═══ DOCUMENT TEXT
I don't buy it on the following grounds.

1) Quantum fluctuations which pop in and out of existence are (if we go with the mainstream thought) borrowing and paying back energy from some finite well of total energy. I say its finite because why would there be a need for payback if energy is available in limitless quantities? That makes no sense, at least to me.

2) And if the other universes are based on a quantum mechanical framework as is ours and there can be universes(realities) with no observers able to reproduce, then that would make nature very wasteful of energy resrources. So that would contradict with the laws of conservation we observe in nature at least in our own universe.

Of course that's assuming that all universes in the multi-verse emanated from the same forces of nature. hence they should follow the same basic principles of energy conservation.

That has nothing to do with it. I don't think you know how evolution and natural selection work.
══════
═══ RECORDS
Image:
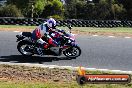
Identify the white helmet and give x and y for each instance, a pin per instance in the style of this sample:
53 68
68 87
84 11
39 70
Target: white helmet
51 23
══════
**APPLY WHAT YOU READ:**
1/ In the post arguing against the multiverse, why does the writer call the well of total energy finite?
2/ From the post arguing against the multiverse, transcribe the part that opens with the words containing "2) And if the" and closes with "of energy conservation.".
3/ Go on with the post arguing against the multiverse, picking up after its final sentence.

**ANSWER SET:**
1/ Because there would be no need for payback if energy were available in limitless quantities.

2/
2) And if the other universes are based on a quantum mechanical framework as is ours and there can be universes(realities) with no observers able to reproduce, then that would make nature very wasteful of energy resrources. So that would contradict with the laws of conservation we observe in nature at least in our own universe.

Of course that's assuming that all universes in the multi-verse emanated from the same forces of nature. hence they should follow the same basic principles of energy conservation.

3/
Random mutations happen. A ton of them. And then selective pressures decide whether those traits survive. Out of all those random mutations at least some will be beneficial. Like a mutation that makes a cheetah run a little faster. That cheetah survives and passes on that trait. The gene pool fills up with faster cheetahs because they are better at hunting and passing on their genes. The same thing with reproduction. Why does sex feel good? It started as a random mutation. It stuck because it is beneficial to survival.

Organisms ARE finely tuned. They are fine tuned to their environment because they have had billions of years of trial and error to become so. We have an explanation why animals are fine tuned. We don't as to why the universe is.
 
Freeman Dyson, i think Caldcall is trying to come up with a general framework for why Life is what it is, not how it is(which can hardly be disputed given the evidence in favour of the TOE). The TOE does not explain why life formed or why it has to mutate. It could have simply died out 2 minutes after being formed as a rna structure(and never re-surface again), but it did not. There is likely more to this than "it happened like that for no reason".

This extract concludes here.